MATERIALS PROVIDED Start Marker

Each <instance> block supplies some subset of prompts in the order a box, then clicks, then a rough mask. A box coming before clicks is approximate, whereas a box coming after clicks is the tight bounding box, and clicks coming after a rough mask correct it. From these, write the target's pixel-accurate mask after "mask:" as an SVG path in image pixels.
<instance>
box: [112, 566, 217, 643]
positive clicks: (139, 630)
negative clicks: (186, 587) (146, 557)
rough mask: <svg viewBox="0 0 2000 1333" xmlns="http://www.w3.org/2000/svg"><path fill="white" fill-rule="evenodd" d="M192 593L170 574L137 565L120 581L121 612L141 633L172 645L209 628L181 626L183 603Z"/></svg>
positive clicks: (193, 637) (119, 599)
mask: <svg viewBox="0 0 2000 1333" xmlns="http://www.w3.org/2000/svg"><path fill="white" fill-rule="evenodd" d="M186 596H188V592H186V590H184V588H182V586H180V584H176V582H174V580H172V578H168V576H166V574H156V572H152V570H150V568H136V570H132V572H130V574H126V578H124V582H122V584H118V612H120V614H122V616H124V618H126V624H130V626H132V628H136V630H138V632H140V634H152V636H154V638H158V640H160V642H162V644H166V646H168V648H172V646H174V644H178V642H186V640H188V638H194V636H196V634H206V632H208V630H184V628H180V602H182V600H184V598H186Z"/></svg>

MATERIALS PROVIDED End Marker
MATERIALS PROVIDED Start Marker

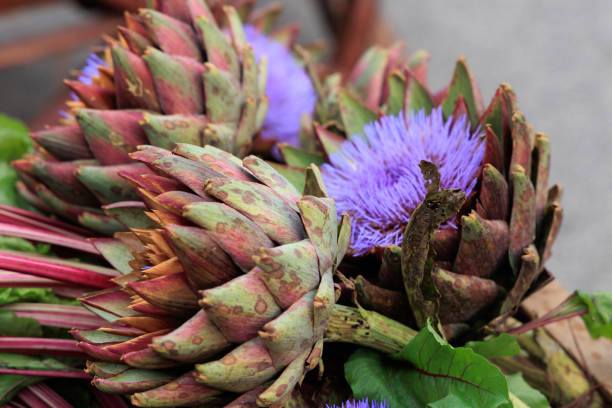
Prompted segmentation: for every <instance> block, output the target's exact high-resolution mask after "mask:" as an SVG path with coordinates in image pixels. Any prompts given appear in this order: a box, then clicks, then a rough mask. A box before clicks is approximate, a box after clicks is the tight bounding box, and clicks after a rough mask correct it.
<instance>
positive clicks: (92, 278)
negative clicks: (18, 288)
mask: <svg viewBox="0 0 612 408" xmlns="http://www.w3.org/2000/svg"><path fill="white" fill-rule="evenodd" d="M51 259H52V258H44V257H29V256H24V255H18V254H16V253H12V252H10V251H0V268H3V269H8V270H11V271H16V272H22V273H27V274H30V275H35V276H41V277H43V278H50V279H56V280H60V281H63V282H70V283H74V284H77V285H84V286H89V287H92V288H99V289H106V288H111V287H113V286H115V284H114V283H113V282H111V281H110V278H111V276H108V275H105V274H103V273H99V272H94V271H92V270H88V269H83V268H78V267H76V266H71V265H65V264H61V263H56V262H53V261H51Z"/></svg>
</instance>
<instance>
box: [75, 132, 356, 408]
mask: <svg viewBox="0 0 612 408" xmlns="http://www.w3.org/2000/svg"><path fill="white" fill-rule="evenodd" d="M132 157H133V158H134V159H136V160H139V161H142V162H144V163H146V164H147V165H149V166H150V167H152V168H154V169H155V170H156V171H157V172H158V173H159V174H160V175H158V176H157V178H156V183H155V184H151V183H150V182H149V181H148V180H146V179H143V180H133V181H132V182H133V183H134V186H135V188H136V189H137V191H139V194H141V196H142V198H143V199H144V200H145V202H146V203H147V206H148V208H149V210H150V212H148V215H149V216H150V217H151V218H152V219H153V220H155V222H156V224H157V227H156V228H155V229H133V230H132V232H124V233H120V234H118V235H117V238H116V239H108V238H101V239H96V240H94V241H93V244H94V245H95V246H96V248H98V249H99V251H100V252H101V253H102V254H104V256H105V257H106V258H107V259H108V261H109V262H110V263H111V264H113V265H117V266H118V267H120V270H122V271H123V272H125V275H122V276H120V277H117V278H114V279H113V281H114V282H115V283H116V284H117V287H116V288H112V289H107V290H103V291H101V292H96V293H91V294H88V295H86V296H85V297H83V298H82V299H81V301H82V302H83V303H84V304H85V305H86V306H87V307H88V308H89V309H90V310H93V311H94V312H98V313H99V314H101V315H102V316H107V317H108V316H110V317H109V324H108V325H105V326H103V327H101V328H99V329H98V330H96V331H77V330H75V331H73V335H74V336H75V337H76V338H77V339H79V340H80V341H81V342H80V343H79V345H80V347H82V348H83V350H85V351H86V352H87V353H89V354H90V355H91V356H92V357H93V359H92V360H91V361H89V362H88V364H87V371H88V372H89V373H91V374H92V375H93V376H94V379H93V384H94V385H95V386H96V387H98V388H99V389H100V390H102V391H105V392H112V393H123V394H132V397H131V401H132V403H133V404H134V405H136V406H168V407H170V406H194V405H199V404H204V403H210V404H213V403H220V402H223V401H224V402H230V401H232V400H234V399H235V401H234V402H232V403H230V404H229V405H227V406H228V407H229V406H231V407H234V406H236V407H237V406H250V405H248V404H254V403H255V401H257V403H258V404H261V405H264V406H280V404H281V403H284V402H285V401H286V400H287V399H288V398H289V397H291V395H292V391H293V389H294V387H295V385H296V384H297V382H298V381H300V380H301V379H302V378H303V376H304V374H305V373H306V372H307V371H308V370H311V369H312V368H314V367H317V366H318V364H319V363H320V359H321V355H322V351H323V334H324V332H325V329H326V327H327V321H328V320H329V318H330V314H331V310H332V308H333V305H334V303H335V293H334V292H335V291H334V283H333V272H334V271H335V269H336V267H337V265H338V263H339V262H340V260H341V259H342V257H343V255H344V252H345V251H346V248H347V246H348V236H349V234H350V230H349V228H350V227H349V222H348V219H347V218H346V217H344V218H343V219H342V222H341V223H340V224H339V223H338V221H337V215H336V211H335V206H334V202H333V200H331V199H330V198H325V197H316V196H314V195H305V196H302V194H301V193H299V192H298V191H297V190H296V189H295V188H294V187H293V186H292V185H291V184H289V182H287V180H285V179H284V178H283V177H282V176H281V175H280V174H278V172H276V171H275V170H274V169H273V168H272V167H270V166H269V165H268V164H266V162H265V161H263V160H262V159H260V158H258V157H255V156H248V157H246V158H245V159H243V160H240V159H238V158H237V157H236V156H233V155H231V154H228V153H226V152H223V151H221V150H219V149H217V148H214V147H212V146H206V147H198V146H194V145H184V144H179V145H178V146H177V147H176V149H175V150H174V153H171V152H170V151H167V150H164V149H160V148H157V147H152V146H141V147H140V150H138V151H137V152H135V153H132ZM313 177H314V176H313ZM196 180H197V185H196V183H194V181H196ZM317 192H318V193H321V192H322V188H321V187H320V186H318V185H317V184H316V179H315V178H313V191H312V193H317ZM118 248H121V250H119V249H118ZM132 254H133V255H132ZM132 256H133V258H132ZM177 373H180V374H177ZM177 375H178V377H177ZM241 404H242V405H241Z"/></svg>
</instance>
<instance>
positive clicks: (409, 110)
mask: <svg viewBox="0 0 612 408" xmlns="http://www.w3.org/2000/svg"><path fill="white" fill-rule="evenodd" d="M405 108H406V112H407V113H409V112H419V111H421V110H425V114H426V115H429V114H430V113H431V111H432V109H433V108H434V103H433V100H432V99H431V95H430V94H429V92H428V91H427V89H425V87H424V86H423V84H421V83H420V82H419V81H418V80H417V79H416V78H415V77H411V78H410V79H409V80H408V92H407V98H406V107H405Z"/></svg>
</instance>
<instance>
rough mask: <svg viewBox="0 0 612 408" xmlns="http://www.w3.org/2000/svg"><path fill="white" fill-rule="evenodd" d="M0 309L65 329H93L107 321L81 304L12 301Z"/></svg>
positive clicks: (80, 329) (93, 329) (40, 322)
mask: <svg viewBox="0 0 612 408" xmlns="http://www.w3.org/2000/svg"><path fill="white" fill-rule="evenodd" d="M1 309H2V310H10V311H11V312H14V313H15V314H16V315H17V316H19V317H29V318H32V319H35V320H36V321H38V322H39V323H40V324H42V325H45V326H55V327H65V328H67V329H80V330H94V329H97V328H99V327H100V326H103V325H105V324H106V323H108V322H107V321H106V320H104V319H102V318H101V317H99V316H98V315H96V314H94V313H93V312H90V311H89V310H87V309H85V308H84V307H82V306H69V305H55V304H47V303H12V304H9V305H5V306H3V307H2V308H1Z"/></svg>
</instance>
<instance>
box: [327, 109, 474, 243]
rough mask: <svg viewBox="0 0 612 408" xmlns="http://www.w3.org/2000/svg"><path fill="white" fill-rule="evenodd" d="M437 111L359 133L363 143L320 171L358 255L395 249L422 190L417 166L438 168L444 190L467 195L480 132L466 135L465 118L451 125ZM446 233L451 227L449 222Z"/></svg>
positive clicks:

MATERIALS PROVIDED End Marker

**TASK OBJECTIVE**. Report every line in the records above that contains the word "after", copying each such line in full.

**OUTPUT OF THE EXERCISE**.
Each <instance> block supplies some subset of prompts in the order a box, then clicks, then a rough mask. A box coming before clicks is approximate, whereas a box coming after clicks is the tight bounding box, and clicks coming after a rough mask correct it. From these, write the target's pixel-accurate mask after "mask:" as an SVG path in image pixels.
Prompted segmentation: for every <instance> block, output the target's exact high-resolution mask after "mask:" as an SVG path with coordinates in image pixels. Any prompts given appear in this order: a box, then clicks, then a rough mask. A box before clicks is approximate, a box after clicks is the tight bounding box, and clicks after a rough mask correct it.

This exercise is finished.